Exercise prompt: Gather every line of the items below that contains the word "spire", and copy each of those lines in full.

____ Record excerpts

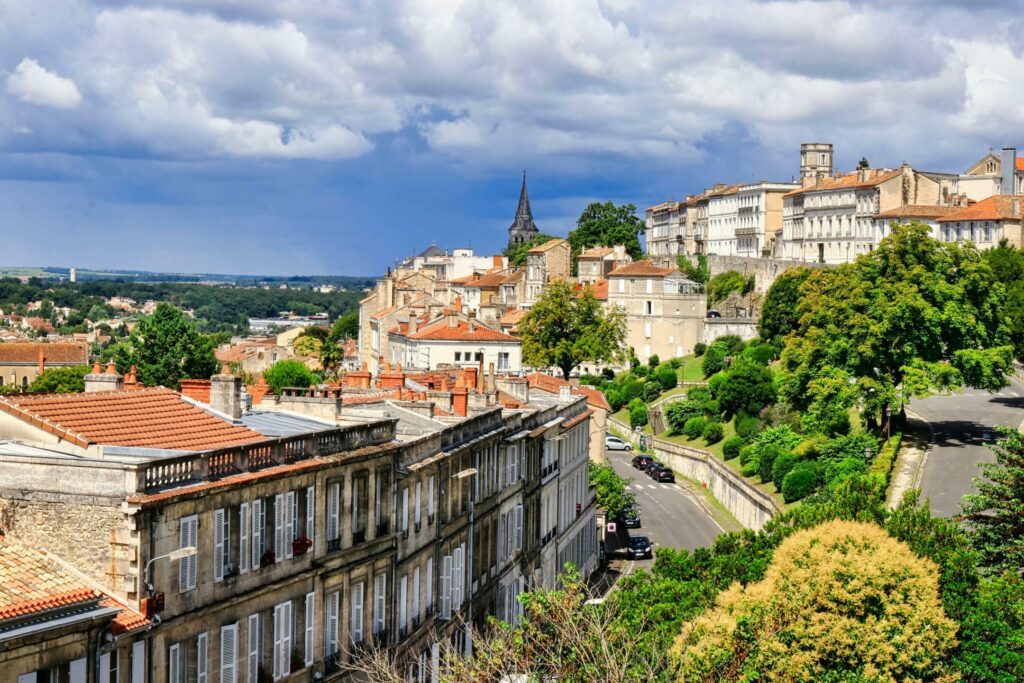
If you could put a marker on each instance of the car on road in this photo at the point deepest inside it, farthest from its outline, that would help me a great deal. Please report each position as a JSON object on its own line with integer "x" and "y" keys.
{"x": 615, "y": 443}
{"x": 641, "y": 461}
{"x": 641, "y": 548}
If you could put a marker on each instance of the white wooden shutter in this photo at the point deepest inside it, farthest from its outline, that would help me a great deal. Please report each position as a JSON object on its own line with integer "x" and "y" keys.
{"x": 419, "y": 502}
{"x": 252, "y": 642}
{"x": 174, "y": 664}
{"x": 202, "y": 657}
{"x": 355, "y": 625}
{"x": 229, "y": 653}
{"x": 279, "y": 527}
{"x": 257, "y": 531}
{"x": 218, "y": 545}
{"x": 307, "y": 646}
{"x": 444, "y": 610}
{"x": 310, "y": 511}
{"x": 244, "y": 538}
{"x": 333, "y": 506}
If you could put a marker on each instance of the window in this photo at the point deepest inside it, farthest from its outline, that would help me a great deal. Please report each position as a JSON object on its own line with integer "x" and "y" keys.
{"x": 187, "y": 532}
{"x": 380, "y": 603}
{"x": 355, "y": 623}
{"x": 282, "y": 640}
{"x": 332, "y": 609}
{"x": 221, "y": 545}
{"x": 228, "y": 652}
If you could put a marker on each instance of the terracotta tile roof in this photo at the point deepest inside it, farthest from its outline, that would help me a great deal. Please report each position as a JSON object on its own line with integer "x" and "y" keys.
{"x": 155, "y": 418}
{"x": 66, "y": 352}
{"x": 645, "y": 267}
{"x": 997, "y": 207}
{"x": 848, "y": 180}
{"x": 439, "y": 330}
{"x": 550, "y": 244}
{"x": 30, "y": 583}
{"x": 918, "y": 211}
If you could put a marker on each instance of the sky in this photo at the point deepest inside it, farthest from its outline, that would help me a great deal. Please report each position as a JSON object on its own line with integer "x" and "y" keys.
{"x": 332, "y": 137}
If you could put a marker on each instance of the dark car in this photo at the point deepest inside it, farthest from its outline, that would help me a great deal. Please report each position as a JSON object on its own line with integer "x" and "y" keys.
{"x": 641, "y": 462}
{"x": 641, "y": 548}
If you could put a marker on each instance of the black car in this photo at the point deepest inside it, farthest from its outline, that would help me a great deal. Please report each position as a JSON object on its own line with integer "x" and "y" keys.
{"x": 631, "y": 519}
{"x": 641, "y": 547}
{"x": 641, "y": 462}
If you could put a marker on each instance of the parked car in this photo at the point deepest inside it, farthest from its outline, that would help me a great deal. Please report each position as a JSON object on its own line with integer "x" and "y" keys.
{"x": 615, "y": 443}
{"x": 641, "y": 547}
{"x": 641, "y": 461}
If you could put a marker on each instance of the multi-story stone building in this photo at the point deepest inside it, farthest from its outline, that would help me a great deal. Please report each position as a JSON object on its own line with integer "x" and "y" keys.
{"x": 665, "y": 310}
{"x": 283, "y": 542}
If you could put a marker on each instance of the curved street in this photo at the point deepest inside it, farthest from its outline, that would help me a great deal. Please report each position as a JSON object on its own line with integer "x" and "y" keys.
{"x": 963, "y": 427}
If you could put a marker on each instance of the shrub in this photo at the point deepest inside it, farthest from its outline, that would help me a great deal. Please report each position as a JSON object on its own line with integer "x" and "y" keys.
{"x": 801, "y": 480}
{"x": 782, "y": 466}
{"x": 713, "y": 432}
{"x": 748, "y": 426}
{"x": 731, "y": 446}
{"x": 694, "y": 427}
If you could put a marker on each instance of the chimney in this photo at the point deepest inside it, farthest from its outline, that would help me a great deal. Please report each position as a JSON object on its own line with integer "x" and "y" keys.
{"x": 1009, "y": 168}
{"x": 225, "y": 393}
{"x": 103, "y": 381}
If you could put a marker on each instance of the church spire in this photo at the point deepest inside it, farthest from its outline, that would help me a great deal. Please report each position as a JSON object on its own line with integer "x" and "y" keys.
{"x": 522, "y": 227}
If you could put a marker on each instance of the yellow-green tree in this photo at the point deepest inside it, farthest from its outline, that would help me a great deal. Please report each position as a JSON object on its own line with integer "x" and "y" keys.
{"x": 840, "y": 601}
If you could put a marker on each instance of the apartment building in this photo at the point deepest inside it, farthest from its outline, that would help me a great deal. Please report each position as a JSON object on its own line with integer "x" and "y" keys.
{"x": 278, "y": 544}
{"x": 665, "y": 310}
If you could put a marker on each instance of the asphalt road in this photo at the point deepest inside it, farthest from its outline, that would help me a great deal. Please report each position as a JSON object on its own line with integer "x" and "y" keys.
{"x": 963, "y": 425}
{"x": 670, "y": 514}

________
____ Record excerpts

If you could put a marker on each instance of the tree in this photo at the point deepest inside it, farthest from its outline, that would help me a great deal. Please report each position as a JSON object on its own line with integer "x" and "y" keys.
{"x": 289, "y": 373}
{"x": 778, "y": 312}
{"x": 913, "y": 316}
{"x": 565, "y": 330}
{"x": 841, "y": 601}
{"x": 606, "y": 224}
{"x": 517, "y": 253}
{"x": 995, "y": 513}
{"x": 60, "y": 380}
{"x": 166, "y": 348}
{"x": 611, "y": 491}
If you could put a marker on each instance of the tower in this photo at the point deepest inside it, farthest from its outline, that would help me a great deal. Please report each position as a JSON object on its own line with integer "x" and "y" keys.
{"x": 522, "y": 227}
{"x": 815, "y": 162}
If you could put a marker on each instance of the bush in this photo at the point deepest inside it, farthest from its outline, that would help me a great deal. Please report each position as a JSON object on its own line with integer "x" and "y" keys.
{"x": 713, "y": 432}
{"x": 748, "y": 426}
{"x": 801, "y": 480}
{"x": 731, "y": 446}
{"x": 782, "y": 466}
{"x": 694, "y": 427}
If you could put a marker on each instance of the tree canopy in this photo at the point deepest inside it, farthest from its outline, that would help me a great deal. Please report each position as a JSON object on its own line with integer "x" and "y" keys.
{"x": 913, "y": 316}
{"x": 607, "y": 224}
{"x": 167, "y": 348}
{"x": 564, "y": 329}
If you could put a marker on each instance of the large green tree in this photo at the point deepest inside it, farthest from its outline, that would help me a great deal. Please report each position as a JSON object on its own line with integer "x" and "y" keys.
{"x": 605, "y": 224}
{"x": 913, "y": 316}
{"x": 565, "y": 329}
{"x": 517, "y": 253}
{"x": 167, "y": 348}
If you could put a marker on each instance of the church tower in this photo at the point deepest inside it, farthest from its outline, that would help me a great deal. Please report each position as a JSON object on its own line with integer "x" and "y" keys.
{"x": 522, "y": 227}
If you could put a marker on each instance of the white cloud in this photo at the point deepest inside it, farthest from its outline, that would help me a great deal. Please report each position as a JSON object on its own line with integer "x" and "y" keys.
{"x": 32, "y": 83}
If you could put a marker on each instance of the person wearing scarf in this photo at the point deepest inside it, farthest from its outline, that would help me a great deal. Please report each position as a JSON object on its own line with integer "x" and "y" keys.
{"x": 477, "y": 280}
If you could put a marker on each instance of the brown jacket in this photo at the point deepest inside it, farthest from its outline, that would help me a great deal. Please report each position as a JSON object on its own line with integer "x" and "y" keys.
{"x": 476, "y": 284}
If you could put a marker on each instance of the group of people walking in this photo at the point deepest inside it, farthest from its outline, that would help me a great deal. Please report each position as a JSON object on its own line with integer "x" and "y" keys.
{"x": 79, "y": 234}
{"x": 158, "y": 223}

________
____ Record excerpts

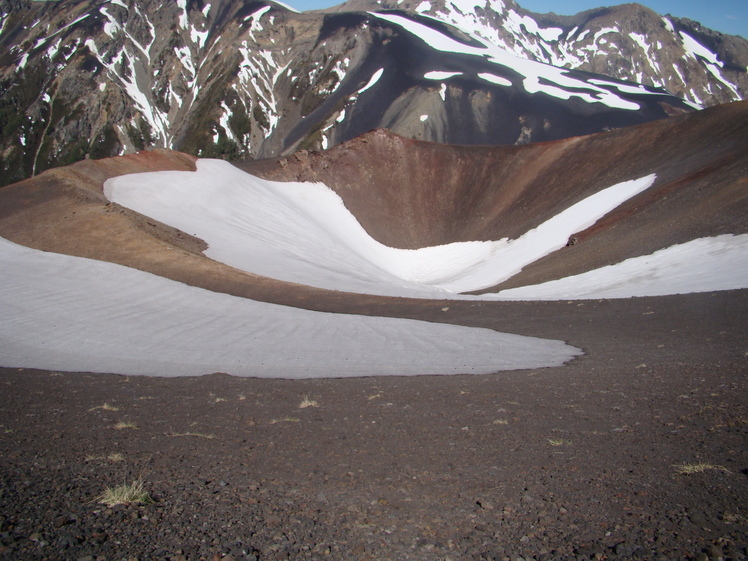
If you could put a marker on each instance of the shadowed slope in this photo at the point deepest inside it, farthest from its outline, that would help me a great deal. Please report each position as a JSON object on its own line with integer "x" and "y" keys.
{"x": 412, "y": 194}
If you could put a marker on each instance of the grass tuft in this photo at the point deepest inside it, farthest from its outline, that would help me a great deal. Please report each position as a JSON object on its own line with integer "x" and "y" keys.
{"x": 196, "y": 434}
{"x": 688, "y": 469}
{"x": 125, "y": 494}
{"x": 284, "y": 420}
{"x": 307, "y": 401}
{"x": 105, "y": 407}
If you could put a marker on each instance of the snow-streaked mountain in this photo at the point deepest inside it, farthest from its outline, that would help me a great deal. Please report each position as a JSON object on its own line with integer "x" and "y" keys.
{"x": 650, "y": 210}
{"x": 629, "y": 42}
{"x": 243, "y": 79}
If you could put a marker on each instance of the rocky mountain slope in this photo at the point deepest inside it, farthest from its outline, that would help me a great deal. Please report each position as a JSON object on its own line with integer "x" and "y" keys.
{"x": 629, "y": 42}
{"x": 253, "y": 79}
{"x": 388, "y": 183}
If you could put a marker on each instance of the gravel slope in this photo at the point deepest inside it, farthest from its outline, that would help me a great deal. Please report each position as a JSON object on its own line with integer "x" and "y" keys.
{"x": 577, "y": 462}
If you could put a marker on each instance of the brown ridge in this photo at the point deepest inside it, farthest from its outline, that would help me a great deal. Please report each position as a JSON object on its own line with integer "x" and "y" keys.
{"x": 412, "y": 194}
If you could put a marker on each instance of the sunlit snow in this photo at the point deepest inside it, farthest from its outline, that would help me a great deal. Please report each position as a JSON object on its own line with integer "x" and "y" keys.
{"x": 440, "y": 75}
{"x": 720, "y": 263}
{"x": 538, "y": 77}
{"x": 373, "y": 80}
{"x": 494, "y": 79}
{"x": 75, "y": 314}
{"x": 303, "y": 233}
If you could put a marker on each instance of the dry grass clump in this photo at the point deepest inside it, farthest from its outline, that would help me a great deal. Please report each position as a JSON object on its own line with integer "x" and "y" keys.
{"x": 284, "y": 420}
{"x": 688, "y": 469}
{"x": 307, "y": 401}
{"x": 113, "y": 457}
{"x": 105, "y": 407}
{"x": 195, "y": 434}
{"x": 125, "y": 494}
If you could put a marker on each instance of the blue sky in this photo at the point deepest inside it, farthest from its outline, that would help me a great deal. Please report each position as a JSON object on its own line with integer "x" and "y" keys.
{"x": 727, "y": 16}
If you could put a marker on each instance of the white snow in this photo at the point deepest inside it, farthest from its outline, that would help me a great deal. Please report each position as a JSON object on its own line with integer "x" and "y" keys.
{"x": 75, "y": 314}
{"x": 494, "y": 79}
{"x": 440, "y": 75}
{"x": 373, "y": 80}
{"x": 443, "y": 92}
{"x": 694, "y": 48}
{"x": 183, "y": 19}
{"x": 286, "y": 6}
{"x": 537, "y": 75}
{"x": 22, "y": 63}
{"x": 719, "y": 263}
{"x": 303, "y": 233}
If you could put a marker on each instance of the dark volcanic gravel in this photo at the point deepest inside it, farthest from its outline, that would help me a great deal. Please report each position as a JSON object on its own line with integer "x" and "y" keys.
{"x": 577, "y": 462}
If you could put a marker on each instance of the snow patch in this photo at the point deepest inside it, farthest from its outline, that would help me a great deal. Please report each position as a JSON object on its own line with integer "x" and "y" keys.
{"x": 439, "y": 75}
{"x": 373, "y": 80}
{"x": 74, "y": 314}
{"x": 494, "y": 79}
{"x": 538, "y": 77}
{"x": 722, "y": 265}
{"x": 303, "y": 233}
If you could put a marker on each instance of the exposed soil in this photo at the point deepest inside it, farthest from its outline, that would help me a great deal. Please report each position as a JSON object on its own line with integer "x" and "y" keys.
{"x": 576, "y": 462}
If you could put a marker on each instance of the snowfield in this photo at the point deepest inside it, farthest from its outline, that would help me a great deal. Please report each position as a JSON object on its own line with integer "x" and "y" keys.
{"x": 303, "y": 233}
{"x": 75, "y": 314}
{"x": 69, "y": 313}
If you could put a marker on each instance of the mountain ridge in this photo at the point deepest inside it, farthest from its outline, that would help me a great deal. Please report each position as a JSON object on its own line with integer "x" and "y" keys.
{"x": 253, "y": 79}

________

Correct output:
If you could put a marker on each instance of the church spire in this photo at the point deepest inside it, farthest from its outline, that would help me a great deal. Please report each position as a JSON object on its own line with integer "x" and "y" keys.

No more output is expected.